:: FRAGMENTO CITADO ::
Todas las guerras son la de Troya

No por sabido ni por trivial dejó de llamar mi atención el párrafo que más adelante cito. Sospecho que el interés despertado responde a tres principales razones: Troya, Alejo Carpentier y un viejo soldado.
Pese a la inexistencia de certezas históricas, la de Troya se ha convertido en nuestro imaginario en la madre de todas las guerras. Con muchas reservas, se dice que aquel conflicto bélico sucedió en el siglo XII o XIII a.C. Con las mismas cautelas, se ubica en Hisarlik, territorio de la actual Turquía. Con idénticas prevenciones, se calcula que la disputa entre aqueos y troyanos duró 10 años, aunque la mayoría de los relatos se ciñen a los episodios del último año: la muerte de Héctor y Aquiles y la caída de la fortaleza, gracias al famoso caballo de madera que permitió a los griegos entrar en la ciudad. Sea por la capacidad fabuladora de Homero o porque la “Ilíada” es uno de los más antiguos textos escritos conservados, la guerra de Troya opera en las memorias con la nitidez de la batalla del Ebro o el desembarco de Normandía.
Que el pragmático párrafo anunciado pertenezca a un relato breve («Semejante a la noche») de Alejo Carpentier (1904-1980), escritor de exuberante lenguaje, precursor de ese subgénero narrativo que combina lo real y lo fantástico y que la crítica literaria acuñó bajo el término de «realismo mágico», también me sorprendió.
:::
:: EXTRACTO DE DATOS ::
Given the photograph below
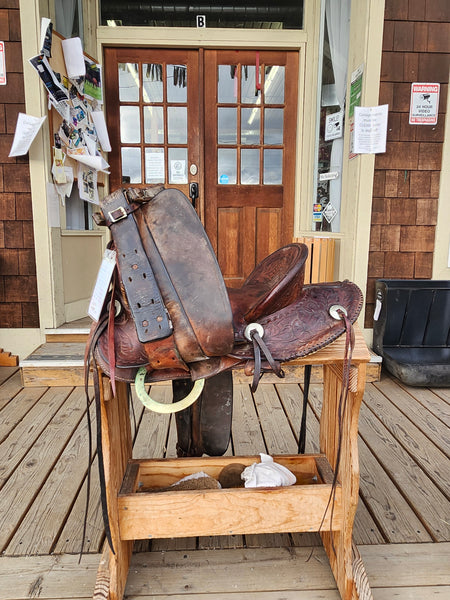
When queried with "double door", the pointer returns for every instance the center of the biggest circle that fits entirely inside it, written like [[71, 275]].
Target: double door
[[220, 125]]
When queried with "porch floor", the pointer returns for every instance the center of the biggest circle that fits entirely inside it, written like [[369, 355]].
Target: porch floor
[[402, 526]]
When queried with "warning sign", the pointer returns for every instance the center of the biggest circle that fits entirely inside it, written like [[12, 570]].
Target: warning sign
[[424, 104]]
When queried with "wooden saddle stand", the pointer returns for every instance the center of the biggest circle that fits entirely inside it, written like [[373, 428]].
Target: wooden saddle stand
[[169, 317]]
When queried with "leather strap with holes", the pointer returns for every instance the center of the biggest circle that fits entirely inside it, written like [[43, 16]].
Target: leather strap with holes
[[150, 315]]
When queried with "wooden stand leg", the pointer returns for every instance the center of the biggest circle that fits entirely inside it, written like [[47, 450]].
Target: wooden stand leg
[[117, 448], [338, 545]]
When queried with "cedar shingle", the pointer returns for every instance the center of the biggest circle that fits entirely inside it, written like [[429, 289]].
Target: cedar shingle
[[7, 207], [437, 10], [427, 211], [430, 156], [434, 67], [399, 265], [417, 238], [390, 238], [420, 184], [380, 211], [11, 314], [403, 36], [423, 266], [403, 211], [16, 177], [399, 155], [420, 37], [388, 36], [9, 261]]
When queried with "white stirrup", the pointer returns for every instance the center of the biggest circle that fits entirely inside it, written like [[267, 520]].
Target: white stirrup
[[151, 404]]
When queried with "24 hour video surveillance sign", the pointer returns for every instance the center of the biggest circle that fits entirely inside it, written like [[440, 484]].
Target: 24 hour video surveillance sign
[[424, 105]]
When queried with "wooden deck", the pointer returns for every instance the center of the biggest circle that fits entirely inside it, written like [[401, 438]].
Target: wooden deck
[[402, 525]]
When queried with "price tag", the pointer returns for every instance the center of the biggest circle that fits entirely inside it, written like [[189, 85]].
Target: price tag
[[102, 284]]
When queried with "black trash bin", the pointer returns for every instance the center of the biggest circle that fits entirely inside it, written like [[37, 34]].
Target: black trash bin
[[411, 330]]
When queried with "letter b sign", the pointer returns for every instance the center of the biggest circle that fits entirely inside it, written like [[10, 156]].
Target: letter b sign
[[201, 21]]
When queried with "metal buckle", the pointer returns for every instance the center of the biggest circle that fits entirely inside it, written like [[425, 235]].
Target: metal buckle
[[117, 214]]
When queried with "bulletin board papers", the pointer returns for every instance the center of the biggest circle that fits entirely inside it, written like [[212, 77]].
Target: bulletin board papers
[[370, 129], [27, 128]]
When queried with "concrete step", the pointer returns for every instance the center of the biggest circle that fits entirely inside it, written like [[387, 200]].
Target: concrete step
[[62, 364]]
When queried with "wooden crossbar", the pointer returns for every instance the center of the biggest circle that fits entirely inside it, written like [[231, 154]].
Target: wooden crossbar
[[320, 264]]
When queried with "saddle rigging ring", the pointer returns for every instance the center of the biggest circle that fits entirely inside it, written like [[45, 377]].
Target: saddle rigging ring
[[158, 407]]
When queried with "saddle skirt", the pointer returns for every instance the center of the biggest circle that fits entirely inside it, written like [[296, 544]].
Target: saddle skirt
[[173, 314]]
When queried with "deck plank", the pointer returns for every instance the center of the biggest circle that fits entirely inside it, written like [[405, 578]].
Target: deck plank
[[40, 526], [22, 437], [13, 412], [426, 499], [427, 454], [40, 461], [394, 517], [418, 414]]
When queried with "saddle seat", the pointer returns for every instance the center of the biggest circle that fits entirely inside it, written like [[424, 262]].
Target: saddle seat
[[158, 236]]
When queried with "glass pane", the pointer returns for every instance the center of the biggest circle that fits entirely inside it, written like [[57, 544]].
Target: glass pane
[[178, 165], [282, 14], [273, 125], [227, 82], [250, 167], [248, 85], [227, 125], [152, 82], [153, 125], [130, 127], [176, 83], [273, 167], [154, 165], [226, 165], [128, 82], [177, 125], [274, 85], [250, 125], [131, 165]]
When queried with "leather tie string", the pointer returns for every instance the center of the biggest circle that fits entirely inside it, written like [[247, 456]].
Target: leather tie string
[[260, 346]]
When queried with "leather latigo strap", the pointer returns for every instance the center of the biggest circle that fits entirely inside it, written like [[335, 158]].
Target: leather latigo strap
[[144, 299]]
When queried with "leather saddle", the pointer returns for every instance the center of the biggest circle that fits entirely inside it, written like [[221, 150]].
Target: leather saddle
[[169, 316]]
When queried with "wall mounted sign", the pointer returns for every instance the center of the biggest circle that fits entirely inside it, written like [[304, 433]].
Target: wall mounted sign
[[424, 104]]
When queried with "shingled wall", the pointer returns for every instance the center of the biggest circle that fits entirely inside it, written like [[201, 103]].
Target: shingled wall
[[416, 46], [18, 287]]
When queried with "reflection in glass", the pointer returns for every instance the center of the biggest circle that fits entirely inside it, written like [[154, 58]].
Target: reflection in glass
[[176, 83], [226, 166], [273, 125], [250, 167], [177, 124], [128, 82], [154, 165], [178, 165], [248, 85], [250, 125], [152, 82], [227, 125], [131, 165], [273, 167], [274, 85], [227, 84], [153, 125], [130, 127]]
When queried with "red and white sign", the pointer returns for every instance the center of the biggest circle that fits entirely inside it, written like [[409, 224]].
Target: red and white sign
[[2, 64], [424, 105]]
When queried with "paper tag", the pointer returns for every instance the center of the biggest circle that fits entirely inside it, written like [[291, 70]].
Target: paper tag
[[378, 306], [102, 284]]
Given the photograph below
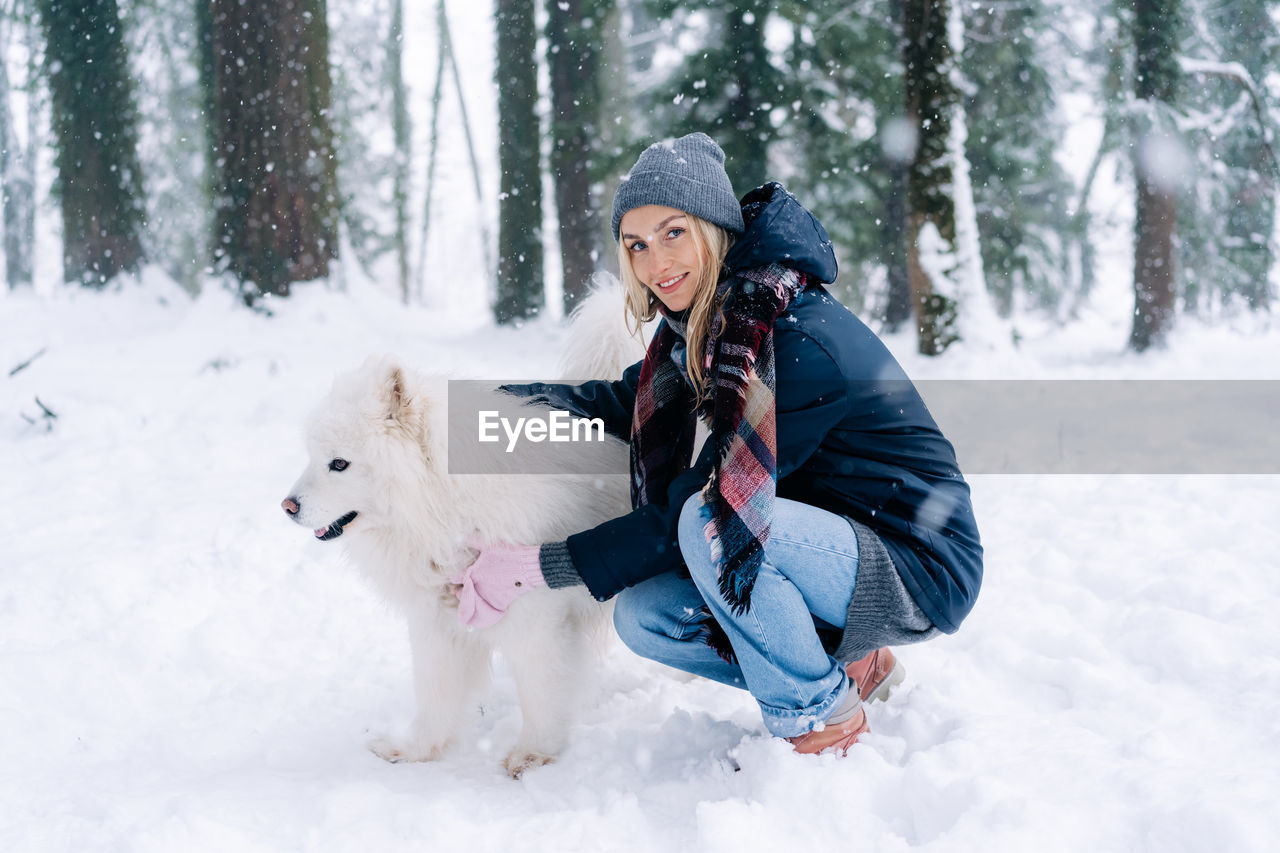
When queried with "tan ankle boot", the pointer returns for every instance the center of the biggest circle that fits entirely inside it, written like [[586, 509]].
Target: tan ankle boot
[[876, 675], [835, 738]]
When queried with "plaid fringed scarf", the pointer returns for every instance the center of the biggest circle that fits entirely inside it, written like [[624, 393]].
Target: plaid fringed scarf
[[740, 414]]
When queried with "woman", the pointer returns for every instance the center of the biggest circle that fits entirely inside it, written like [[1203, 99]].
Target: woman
[[824, 518]]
:::
= QUÉ HAY QUE HACER =
1/ Indica si cada afirmación coincide con el texto sobre la guerra de Troya, respondiendo sí o no y copiando las palabras del texto que lo deciden: (a) El texto da por seguro que la guerra duró diez años. (b) Los griegos entraron en la ciudad gracias a un caballo de madera. (c) El párrafo que se va a citar forma parte de un relato breve de Alejo Carpentier.
2/ Prolonga el texto sobre la guerra de Troya a partir de su última frase.

= SOLUCIONES DEL EJERCICIO =
1/
(a) No: «Con idénticas prevenciones, se calcula que la disputa entre aqueos y troyanos duró 10 años».
(b) Sí: «gracias al famoso caballo de madera que permitió a los griegos entrar en la ciudad».
(c) Sí: «pertenezca a un relato breve («Semejante a la noche») de Alejo Carpentier».

2/
La sentencia concluyente corresponde a un viejo y escaldado guerrero, quien sostiene que la guerra de Troya solo responde a los fines de un negocio crematístico. He aquí la cita:
«Un soldado viejo que iba a la guerra por oficio, sin más entusiasmo que el trasquilador de ovejas que camina hacia el establo, andaba contando ya, a quien quisiera escucharlo, que Elena de Esparta vivía muy gustosa en Troya, y que cuando se refocilaba en el lecho de Paris sus estertores de gozo encendían las mejillas de las vírgenes que moraban en el palacio de Príamo. Se decía que toda la historia del doloroso cautiverio de la Hija de Leda, ofendida y humillada por los troyanos, era mera propaganda de guerra, alentada por Agamenón, con el asentimiento de Menelao. En realidad, detrás de la empresa que se escudaba con tan elevados propósitos, había muchos negocios que en nada beneficiarían a los combatientes de poco más o menos. Se trataba sobre todo -afirmaba el viejo soldado- de vender más alfarería, más telas, más vasos con escenas de carreras de carros, y de abrirse nuevos caminos hacia las gentes asiáticas, amantes de trueques, acabándose de una vez con la competencia troyana».